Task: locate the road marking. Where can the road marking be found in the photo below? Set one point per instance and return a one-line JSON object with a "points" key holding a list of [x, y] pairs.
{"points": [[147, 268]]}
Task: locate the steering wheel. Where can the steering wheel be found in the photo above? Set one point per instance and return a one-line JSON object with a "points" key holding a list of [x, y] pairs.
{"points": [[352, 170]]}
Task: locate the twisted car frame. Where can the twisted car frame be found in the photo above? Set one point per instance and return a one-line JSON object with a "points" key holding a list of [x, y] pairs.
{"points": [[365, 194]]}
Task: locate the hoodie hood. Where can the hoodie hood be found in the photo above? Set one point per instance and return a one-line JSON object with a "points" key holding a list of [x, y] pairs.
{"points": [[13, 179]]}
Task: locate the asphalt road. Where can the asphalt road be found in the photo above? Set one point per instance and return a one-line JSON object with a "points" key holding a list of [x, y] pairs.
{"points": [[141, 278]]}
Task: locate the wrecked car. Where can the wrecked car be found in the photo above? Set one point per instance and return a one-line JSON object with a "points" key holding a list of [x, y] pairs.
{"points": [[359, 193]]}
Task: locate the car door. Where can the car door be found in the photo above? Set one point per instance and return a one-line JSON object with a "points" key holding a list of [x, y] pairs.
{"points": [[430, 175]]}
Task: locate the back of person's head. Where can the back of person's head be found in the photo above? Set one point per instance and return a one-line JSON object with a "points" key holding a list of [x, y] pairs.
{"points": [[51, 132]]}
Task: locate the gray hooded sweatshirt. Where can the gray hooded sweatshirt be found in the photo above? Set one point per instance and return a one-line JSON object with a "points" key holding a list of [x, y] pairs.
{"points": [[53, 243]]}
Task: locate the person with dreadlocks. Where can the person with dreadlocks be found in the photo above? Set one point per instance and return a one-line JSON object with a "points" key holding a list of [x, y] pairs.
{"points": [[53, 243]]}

• [Set problem]: Copy back the items above word for word, starting at the line that has "Task: locate the back" and stopping after the last line of the items.

• [Reply to the task]:
Task: locate the back of person's head. Where can the back of person's head be found in the photo above? Set one point per instance and return a one-line JSON object with a "points" key holding a list of [x, y] pairs.
{"points": [[51, 132]]}
Task: locate the gray hooded sweatshirt. Where can the gray hooded sweatshirt be found in the photo above? Set one point per instance and return a one-line JSON object with a "points" key holding a list of [x, y] pairs.
{"points": [[53, 243]]}
Task: locate the person with dreadlocks. Where can the person with dreadlocks be found in the photo above? Set one point per instance and return a one-line JSON object with a "points" key holding a list of [x, y] pairs.
{"points": [[53, 243]]}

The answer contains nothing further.